Problem requirements = Please show each line of the listing where "instance" is present.

Records supplied =
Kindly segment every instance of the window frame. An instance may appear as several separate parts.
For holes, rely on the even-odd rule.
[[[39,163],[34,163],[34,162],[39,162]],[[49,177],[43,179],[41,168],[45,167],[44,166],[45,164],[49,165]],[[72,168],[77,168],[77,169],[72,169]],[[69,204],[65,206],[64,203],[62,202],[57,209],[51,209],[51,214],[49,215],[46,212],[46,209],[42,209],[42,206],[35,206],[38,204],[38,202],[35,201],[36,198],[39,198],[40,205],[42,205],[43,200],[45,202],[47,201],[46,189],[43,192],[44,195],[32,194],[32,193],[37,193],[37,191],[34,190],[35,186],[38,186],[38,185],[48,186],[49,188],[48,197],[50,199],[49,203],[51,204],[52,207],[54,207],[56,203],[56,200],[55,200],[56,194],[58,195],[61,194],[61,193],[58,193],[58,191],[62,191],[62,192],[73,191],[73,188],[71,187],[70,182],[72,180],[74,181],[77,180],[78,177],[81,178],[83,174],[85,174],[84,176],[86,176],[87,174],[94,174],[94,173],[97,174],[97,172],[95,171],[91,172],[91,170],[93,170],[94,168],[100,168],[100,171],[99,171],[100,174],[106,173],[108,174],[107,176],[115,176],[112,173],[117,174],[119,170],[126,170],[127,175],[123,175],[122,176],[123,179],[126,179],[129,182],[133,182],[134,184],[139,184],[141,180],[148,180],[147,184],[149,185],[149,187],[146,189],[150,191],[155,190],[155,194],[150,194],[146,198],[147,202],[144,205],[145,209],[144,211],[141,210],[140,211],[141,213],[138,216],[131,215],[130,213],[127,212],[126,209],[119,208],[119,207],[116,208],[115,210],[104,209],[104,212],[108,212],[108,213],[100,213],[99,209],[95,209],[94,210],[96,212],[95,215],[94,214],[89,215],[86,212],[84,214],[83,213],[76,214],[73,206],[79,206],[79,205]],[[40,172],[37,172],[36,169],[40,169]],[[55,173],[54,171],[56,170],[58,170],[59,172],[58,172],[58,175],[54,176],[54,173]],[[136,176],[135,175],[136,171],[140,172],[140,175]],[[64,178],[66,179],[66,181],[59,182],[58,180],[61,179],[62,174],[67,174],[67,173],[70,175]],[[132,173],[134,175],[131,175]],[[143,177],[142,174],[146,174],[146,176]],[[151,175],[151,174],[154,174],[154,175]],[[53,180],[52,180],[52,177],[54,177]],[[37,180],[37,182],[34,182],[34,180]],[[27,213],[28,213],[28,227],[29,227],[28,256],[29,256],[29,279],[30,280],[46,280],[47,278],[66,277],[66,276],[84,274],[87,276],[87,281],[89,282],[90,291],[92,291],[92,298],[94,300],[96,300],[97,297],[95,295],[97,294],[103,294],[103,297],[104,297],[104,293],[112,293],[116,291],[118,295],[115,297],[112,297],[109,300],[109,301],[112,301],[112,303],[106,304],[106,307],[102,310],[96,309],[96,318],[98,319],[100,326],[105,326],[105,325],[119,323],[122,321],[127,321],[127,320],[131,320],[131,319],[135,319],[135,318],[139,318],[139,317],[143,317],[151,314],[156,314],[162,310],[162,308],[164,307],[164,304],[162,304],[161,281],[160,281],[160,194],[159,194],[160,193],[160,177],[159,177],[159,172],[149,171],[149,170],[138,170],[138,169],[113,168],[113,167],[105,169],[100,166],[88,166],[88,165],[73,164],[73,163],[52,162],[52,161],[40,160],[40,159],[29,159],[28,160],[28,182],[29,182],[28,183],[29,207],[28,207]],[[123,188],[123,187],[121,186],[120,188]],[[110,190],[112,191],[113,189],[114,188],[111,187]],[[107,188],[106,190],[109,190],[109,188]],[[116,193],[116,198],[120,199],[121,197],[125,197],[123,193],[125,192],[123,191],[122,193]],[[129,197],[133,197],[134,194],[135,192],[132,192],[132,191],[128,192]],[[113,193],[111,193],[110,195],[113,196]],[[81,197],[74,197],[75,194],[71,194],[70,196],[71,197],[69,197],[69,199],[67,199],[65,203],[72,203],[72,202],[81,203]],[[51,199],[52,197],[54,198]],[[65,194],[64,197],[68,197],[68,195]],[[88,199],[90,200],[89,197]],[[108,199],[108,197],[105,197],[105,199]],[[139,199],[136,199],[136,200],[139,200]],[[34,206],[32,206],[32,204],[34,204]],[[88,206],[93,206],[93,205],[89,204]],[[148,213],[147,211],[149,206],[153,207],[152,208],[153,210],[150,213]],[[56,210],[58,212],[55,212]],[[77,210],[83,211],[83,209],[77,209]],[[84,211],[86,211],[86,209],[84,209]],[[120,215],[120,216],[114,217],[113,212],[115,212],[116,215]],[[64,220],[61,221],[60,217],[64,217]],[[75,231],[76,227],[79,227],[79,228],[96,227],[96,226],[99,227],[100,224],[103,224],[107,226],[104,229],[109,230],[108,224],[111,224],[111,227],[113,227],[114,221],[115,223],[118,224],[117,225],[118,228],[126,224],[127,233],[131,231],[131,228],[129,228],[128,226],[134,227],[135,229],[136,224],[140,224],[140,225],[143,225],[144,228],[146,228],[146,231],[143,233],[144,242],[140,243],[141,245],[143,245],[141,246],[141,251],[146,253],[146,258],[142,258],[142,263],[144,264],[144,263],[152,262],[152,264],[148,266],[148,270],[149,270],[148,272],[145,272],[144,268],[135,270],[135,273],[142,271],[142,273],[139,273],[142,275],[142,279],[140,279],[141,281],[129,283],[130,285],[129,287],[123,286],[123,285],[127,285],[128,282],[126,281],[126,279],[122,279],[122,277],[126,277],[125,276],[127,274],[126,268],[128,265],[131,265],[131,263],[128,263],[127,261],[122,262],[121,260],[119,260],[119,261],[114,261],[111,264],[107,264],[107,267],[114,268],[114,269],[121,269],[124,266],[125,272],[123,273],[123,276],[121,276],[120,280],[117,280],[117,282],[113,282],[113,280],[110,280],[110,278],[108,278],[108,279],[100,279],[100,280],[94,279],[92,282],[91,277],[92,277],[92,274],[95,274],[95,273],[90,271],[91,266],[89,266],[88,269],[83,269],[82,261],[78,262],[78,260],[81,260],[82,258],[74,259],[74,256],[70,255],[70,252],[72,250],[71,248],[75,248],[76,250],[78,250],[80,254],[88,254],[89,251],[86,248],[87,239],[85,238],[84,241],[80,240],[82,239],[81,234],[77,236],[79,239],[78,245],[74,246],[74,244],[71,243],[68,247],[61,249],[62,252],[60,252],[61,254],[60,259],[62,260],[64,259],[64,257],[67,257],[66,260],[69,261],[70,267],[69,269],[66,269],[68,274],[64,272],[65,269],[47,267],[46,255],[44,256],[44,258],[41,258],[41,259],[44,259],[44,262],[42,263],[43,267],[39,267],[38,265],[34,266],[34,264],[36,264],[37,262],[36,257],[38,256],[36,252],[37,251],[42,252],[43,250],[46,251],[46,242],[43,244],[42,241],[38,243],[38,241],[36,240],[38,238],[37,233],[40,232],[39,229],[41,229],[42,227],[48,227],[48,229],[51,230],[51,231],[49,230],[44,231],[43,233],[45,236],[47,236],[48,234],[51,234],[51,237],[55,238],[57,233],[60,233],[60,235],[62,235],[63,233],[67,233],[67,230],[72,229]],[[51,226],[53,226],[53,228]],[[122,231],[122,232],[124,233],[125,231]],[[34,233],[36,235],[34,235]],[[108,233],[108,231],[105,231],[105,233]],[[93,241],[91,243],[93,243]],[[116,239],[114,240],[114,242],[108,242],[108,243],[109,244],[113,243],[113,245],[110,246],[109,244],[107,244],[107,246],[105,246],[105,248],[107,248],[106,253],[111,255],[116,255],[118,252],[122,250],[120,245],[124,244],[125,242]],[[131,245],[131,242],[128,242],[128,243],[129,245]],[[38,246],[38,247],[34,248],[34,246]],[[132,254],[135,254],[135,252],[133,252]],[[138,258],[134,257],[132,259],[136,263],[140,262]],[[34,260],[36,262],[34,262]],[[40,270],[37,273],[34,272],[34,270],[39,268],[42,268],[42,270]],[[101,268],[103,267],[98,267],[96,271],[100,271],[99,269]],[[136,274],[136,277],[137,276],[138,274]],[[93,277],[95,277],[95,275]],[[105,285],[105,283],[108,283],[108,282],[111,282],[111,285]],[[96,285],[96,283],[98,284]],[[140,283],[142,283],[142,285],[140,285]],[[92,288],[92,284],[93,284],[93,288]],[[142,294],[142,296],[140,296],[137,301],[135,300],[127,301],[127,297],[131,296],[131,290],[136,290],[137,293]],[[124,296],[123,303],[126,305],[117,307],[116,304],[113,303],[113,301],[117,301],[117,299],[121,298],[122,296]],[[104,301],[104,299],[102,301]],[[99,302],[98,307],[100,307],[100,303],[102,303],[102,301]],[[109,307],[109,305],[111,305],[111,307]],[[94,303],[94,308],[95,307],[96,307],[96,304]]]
---
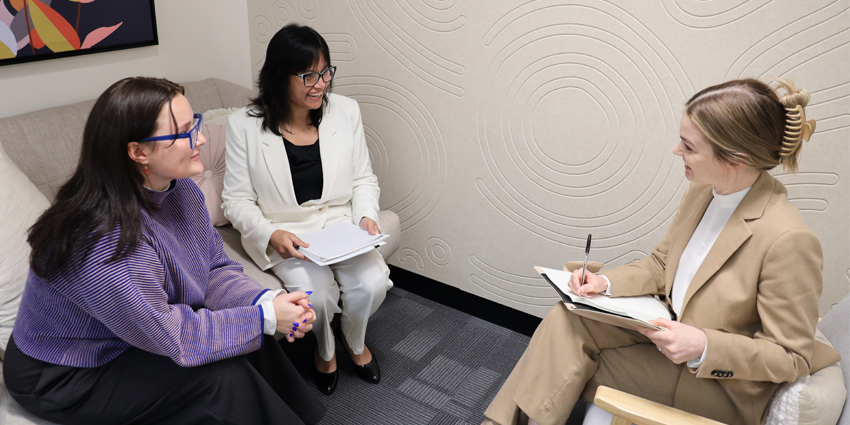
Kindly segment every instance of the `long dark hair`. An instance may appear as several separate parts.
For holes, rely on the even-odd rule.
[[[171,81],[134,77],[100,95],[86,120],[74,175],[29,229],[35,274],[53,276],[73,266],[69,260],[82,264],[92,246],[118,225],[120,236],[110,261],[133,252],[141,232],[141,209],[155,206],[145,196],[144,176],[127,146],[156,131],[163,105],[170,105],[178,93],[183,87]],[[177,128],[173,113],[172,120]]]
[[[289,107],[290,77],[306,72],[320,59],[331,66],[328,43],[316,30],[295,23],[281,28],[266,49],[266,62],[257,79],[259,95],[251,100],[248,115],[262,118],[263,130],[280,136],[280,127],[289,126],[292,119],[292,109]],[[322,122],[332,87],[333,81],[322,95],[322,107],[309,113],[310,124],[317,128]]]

Response to the task =
Kindly segment every instance of the window frame. An instance may appear as several separate parts.
Kindly segment every instance of the `long dark hair`. An instance may appear as several separate parts.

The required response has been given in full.